The request: Reproduce, line for line, everything from the line containing "Return the mask of every instance of the shiny" down to the line containing "Outlines of the shiny", including both of those lines.
========================================
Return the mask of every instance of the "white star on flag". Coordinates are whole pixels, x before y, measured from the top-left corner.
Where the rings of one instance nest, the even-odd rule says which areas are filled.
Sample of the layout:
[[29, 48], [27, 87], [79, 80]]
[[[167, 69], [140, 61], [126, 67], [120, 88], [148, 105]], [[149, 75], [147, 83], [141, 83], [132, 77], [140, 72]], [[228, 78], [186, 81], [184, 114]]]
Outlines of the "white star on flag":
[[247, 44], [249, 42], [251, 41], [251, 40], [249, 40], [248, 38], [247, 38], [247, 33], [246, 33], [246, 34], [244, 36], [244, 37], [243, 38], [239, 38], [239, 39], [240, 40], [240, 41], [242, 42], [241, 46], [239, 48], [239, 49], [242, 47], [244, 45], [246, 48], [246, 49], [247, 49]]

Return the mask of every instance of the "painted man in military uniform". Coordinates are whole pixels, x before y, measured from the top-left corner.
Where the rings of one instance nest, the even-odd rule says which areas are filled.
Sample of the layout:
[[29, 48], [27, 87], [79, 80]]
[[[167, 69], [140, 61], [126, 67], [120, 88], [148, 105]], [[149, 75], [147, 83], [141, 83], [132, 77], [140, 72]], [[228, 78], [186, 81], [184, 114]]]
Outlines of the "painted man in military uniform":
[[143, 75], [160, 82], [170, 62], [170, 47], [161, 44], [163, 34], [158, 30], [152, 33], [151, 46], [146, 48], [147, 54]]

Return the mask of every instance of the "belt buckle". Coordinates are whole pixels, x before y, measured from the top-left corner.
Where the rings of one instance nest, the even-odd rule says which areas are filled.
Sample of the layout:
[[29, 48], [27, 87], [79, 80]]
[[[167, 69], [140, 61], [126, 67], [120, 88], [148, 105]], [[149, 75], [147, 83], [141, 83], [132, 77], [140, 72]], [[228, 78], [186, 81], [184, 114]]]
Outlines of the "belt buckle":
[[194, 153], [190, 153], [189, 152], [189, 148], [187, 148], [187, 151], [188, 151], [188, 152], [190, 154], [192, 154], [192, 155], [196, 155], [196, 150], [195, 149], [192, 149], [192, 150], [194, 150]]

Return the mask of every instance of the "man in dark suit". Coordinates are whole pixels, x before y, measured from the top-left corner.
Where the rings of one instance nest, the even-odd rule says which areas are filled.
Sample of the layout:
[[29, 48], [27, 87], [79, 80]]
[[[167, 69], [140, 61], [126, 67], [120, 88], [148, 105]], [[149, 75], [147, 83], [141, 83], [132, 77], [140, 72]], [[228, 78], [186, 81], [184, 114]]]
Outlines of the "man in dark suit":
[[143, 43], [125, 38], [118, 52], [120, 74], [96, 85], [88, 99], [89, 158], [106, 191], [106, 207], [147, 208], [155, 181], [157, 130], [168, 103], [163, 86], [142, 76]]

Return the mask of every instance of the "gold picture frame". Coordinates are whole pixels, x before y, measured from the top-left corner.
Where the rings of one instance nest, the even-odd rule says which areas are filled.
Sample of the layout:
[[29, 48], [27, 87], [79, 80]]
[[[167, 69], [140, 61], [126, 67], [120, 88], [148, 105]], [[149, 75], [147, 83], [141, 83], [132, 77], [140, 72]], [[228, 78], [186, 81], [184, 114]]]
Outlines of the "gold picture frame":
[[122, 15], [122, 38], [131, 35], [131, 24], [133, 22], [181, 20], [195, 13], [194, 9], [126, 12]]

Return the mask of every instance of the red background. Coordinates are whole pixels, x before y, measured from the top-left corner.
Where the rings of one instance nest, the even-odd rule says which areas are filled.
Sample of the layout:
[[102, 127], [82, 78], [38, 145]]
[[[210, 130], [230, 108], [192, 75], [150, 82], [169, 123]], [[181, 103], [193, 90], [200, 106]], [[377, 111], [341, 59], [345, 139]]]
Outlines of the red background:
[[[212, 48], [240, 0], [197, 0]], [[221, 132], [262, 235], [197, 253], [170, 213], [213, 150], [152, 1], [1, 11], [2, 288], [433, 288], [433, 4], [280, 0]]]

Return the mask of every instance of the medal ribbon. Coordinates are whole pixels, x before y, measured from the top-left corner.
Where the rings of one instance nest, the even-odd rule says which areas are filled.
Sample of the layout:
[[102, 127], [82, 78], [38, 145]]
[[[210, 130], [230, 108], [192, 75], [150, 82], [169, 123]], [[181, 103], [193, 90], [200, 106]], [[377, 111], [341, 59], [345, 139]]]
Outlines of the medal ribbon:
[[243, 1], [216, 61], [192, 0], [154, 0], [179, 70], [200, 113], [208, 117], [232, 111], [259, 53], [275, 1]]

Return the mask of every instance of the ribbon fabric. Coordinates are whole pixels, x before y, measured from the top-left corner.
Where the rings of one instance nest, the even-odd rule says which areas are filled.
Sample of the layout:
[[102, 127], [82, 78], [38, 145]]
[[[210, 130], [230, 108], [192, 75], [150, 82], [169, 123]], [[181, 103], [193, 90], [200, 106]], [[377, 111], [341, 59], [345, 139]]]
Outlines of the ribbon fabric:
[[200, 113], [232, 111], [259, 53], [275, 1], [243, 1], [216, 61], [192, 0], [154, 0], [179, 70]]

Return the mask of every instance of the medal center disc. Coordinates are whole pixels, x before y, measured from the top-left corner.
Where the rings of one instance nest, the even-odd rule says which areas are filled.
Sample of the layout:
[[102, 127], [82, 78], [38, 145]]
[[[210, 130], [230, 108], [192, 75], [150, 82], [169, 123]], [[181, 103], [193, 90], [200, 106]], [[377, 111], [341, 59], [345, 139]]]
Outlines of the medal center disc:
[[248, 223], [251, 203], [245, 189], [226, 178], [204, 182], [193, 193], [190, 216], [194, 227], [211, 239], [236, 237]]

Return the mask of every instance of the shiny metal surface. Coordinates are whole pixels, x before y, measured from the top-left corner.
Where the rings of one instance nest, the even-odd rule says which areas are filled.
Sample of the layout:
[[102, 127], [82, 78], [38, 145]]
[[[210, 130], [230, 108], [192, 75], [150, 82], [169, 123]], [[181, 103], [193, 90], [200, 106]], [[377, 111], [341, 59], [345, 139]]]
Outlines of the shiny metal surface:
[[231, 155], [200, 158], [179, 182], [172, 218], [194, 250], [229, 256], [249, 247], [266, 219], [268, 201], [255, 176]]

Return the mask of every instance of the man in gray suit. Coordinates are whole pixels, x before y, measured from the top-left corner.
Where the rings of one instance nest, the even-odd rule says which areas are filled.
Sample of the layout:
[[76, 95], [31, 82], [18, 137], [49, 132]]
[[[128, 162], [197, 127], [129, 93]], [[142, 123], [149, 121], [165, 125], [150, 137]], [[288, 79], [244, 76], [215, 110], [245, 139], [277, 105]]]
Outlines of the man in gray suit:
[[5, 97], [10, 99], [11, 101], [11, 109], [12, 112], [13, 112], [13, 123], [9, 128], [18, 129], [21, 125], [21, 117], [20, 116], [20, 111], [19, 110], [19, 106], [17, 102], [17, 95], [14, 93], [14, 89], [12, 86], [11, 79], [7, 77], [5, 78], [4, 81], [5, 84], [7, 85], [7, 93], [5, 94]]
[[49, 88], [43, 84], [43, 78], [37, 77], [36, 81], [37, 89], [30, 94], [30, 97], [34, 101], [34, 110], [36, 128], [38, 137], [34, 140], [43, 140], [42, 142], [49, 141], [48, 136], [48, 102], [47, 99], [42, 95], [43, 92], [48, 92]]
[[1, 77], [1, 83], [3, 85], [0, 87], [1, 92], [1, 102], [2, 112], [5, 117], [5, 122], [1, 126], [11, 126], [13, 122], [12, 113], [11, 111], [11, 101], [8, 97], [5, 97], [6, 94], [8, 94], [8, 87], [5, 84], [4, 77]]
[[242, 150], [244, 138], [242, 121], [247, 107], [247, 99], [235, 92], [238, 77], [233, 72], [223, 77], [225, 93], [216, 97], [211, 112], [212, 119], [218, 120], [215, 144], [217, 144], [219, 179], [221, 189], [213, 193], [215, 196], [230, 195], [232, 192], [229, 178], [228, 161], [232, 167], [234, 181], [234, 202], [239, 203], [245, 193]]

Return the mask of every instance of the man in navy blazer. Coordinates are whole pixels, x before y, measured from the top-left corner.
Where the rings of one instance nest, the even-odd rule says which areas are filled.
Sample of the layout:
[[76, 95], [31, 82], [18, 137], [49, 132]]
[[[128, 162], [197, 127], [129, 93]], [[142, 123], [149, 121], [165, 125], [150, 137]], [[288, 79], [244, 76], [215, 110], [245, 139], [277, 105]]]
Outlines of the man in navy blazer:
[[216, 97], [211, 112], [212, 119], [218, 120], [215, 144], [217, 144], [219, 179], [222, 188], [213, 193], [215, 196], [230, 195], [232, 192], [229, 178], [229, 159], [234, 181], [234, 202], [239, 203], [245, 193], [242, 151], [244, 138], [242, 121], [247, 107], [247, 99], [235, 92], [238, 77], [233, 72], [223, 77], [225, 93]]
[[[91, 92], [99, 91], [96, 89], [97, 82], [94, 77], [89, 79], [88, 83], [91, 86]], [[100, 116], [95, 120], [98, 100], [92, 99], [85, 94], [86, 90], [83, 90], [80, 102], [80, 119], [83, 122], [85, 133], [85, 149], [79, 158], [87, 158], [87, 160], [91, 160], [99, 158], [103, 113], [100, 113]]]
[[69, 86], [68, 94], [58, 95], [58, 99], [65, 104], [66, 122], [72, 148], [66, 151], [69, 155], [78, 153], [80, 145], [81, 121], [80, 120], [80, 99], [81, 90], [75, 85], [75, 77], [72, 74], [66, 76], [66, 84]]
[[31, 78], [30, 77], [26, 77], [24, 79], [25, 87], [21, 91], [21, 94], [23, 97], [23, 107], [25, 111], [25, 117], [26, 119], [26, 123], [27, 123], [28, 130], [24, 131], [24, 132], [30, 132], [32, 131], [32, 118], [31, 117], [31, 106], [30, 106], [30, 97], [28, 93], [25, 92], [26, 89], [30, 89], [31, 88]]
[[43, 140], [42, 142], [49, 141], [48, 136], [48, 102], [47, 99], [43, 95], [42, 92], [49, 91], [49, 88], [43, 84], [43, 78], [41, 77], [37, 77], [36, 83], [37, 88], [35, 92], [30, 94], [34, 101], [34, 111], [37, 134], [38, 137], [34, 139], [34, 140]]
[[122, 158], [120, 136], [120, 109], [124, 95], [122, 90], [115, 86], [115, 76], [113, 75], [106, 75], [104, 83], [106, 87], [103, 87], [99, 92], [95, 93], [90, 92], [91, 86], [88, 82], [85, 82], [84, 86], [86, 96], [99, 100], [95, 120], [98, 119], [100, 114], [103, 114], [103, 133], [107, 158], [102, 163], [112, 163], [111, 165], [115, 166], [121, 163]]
========================================
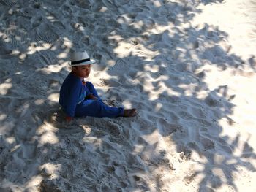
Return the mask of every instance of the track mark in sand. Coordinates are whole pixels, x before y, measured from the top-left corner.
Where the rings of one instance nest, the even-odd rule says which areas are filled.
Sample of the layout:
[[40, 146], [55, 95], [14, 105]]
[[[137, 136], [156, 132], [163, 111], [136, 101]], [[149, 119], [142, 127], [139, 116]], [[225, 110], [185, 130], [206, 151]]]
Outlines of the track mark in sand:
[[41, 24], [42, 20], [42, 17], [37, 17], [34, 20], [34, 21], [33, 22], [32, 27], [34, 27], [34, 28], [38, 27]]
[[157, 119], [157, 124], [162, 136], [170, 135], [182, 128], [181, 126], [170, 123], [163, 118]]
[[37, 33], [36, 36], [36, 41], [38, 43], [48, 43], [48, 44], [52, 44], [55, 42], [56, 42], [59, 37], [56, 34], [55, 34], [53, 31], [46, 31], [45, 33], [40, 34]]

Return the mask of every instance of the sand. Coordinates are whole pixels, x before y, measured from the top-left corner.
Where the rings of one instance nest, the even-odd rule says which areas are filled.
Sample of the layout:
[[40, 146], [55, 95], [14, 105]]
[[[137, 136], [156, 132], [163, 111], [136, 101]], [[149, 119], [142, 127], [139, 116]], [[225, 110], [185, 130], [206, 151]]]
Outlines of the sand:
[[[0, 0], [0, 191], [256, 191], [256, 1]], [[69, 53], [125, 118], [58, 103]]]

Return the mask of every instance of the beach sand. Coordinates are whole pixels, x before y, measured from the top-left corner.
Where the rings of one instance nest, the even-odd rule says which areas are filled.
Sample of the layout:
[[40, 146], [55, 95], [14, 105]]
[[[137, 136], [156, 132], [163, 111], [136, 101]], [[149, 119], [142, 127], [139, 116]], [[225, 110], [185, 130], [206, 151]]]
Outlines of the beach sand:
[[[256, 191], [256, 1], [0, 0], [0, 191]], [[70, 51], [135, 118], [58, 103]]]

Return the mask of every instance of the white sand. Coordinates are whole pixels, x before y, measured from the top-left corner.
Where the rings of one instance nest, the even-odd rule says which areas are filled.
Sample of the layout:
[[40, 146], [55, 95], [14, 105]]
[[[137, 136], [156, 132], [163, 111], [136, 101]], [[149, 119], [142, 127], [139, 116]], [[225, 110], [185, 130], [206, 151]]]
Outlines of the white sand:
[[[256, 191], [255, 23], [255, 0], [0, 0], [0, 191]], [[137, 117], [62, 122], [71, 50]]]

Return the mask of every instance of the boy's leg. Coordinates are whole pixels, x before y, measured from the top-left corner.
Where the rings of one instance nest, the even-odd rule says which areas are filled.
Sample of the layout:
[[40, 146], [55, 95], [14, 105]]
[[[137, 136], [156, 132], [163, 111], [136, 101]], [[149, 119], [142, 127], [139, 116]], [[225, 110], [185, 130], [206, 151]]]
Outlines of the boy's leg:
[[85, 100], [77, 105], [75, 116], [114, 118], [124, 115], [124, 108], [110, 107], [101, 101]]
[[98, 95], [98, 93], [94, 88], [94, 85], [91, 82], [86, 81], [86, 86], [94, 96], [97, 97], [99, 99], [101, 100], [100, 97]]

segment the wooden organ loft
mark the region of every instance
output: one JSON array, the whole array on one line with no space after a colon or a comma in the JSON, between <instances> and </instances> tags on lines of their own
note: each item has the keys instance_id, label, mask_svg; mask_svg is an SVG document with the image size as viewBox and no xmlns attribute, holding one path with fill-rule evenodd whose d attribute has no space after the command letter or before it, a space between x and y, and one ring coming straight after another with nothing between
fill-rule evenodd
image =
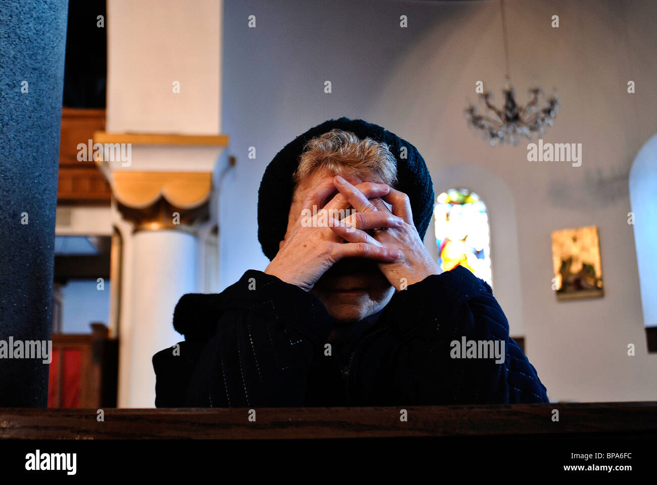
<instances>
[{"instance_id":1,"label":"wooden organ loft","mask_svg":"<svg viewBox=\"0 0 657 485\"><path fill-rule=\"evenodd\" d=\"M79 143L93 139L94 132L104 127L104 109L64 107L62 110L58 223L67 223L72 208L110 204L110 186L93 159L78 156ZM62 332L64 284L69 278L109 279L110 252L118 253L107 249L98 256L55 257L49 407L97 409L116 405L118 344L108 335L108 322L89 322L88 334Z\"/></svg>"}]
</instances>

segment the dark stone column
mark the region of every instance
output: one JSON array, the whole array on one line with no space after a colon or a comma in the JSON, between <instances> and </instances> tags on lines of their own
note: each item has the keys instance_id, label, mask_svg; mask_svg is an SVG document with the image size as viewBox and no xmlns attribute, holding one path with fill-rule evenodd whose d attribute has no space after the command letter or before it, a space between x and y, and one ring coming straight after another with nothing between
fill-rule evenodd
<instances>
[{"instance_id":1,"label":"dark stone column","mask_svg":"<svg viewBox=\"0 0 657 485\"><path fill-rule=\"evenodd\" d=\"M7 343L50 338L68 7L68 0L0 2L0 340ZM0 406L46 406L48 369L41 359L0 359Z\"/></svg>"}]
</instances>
========================================
Solution to this task:
Return the mask of every instance of the shiny metal surface. Coordinates are whole pixels, x before y, measured from the top-left corner.
Where the rings of one instance nest, the even-odd rule says which areas are filled.
Sample of the layout:
[[102, 127], [82, 78], [38, 145]]
[[[210, 130], [230, 108], [192, 75], [150, 82], [169, 123]], [[181, 103], [193, 90], [200, 106]], [[377, 111], [341, 59], [345, 139]]]
Outlines of the shiny metal surface:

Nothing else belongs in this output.